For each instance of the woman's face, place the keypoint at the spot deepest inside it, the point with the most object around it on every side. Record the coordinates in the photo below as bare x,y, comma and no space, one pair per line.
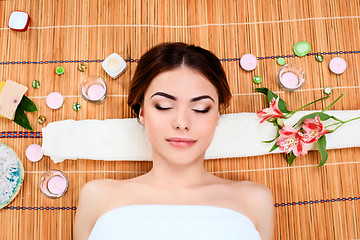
180,113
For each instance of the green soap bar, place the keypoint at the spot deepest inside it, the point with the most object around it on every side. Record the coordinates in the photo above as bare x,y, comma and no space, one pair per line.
281,61
257,79
302,48
59,70
319,57
36,84
328,90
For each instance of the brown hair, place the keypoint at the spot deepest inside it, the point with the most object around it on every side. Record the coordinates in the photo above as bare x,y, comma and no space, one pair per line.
168,56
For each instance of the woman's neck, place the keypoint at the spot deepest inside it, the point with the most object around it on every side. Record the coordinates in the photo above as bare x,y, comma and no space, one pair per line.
170,175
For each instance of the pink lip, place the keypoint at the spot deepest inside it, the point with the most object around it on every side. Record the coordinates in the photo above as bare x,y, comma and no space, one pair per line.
181,142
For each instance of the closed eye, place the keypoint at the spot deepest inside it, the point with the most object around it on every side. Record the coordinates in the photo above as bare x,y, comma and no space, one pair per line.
202,111
157,106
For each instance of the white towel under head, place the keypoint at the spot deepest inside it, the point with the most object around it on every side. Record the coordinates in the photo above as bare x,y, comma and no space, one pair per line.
238,135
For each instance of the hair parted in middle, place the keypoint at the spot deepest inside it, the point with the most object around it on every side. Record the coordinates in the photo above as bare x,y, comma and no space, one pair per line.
168,56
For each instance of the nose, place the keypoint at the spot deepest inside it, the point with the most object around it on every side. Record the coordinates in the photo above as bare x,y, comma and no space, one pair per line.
182,120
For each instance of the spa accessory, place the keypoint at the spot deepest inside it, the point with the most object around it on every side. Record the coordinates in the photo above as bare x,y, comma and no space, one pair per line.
291,77
114,65
301,48
257,79
93,89
82,67
11,175
319,57
248,62
176,222
19,21
11,94
54,183
41,119
327,90
34,153
54,100
36,84
59,70
281,61
76,106
337,65
125,139
14,104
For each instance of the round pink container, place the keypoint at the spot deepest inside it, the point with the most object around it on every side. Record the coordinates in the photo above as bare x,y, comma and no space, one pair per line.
93,89
54,183
291,77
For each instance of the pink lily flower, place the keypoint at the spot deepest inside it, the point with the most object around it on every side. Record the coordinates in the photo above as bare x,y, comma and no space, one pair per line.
291,140
314,129
271,112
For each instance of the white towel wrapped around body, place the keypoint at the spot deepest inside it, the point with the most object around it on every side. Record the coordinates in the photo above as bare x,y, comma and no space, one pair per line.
238,135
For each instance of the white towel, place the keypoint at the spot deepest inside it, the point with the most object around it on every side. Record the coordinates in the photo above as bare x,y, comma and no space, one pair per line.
176,222
238,135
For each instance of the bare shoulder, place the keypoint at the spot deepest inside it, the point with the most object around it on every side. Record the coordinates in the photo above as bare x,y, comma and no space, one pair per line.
258,198
94,195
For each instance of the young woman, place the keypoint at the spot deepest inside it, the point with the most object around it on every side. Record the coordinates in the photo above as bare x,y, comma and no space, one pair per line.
177,92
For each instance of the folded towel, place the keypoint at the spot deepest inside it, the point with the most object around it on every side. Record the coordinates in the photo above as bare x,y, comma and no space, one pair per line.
237,135
173,222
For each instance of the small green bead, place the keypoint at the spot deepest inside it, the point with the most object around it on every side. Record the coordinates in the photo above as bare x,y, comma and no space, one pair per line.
41,119
59,70
301,48
281,61
257,79
319,57
327,90
36,84
76,107
82,67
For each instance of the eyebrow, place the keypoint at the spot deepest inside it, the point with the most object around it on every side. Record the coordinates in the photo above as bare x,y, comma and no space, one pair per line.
195,99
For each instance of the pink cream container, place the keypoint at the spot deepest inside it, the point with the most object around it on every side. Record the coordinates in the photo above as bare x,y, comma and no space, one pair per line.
291,77
54,183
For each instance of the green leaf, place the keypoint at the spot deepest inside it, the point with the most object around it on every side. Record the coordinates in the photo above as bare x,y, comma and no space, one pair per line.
291,158
323,117
336,119
270,95
321,143
262,90
275,146
22,120
27,105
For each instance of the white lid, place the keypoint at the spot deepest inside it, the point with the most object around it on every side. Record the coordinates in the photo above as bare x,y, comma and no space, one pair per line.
114,65
18,20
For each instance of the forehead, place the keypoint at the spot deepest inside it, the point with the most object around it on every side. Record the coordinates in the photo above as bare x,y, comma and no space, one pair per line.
182,82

════════════════

DO THIS
Reproduce the whole listing above with each "keypoint" swapped for "marker" and everything else kept the same. Omit the pictures.

TASK SOLUTION
For each instance of the woman's face, place the marker at the spot deepest inside it, the point with the most object around it on every side. Record the coordinates in the photo below as bare x,y, comma and no space, one pair per line.
180,113
For each instance of the green soap bar, place the marker at the spot deepest inside it, the point with the most object around it on every side. Record the coordinates in the photo above as bare x,y, comma and no space, one pair per line.
281,61
257,79
302,48
59,70
319,57
36,84
328,90
For each instance of the brown hair, place the marker at the spot deepest inside it, the point with the most object around it on every side. Record the coordinates in the photo above as bare x,y, comma and no space, one pair per line.
168,56
For each instance of the woman's neck, place the marker at the spot deepest inside it, the point with the most object around it on every side. Record the coordinates in the photo above as bare x,y, comma and no space, one pair per line.
170,175
For each instance of the pink lip, place the marker at the spot deepest inside it, the point with the most object around it on every side. Record the coordinates in the photo above as bare x,y, comma and no space, one pair per line.
181,142
For each instance of the closed eye, place the marker at the spot deepest inside it, the point with the most object around it on every side. Record the coordinates in the photo above as bare x,y, comma and no space, one pair per line.
202,111
157,106
For each instance of the white towel under head, place the marker at the spot deepest inside it, the point with the most object around it on every side. Record the coordinates in the photo above as bare x,y, comma and no space, one pair per line.
238,135
For each instance of the hair parted in middle, place the marker at the spot deepest inside it, the point with the most object around it on every side. Record the coordinates in the photo above as bare x,y, comma and no space, one pair per line.
168,56
For each instance of the nose, place the marker at the spot deepest inside it, the point with the most object around it on every side. Record the coordinates in the photo above as bare x,y, comma and no space, one pair per line.
182,120
For each instance of the spa accessory, place the marker at the spot deepest inside it, the point with the most object around it on every side. Record the coordinates in the photo above as bare x,y, comma and no space, one pair per line.
291,77
114,65
301,48
257,79
93,89
82,67
11,175
319,57
248,62
176,222
19,21
11,94
54,183
41,119
327,90
34,153
54,100
36,84
59,70
281,61
76,106
337,65
125,139
14,104
For each instance of the round pink container, place the marker at the spot deepest inside it, the point with the most object around it on every side. Record the coordinates in the photo above as bare x,y, comma and no space, one pair per line.
93,89
54,183
291,77
For each instance of the pink lily flower, place the marker at the spot deepest inside it, the point with the most object around it on every side. Record the coordinates in the photo above as bare x,y, comma and no space, one pair per line.
291,140
314,129
271,112
For each instance of the white towel wrapped around body, place the marker at the spot deepest inside it, the point with the most object around it on every side. Record the coordinates in the photo above as bare x,y, comma and no space, one pair per line.
238,135
For each instance of the white towel, place the marker at the spot deepest inside it, the point with the most object around it on every side. Record the coordinates in the photo above as bare x,y, comma and no space, one pair per line.
176,222
238,135
For each instance of the bare shoulder, place the marker at the spot deepest inside it, the point with the most object around it on every side. Record the coordinates in the photo above as bare x,y, comma and no space, one pair per line.
258,198
94,195
For each instance of the young woman, place the marker at the spot deepest inside it, the point with the most object around it on every side. Record the coordinates in the photo above as bare x,y, comma and no space, one pair per line.
177,92
For each instance of the folded towel, place the marker at the spot deepest inside it, the point with the most object around it on every side. Record the coordinates in the photo above as bare x,y, comma and no space, one pair per line.
237,135
173,222
For each instance of the small green bead, place the marker at the spot deepest inside it, the point with the most object around it on every side. Record the coordinates in the photo above as bare x,y, comma and no space, one pair per line.
41,119
59,70
301,48
281,61
257,79
319,57
327,90
36,84
76,107
82,67
For each instance of the eyebrow, place the marker at the spot deepest inside it, the point with the most object around it on every side. Record the coordinates in the photo above as bare x,y, comma and no space, one pair per line.
195,99
For each instance of the pink cream container, place the marker at the spot deepest inside it, the point with the most object around it on every side. Record the coordinates in the photo above as bare x,y, comma and no space, one pair per line.
291,77
54,183
For each instance of the green leaf, place the marker at the spot deepest inside it, the point with the most object around it on every side. Record the coordinates in the photo above as bare x,y, comma and no space, one pair per line.
291,158
323,117
336,119
270,95
321,143
262,90
275,146
22,120
27,105
For each instance of the white lid, place the marker at the spot deepest inside it, the point with the most object around it on every side. Record the coordinates in the photo above as bare x,y, comma and no space, one pair per line.
114,65
18,20
For each instance of the forehead, place the marker at the spot deepest inside it, the point with the most object around it on every side. Record the coordinates in the photo above as bare x,y, comma and no space, one pair per line.
182,82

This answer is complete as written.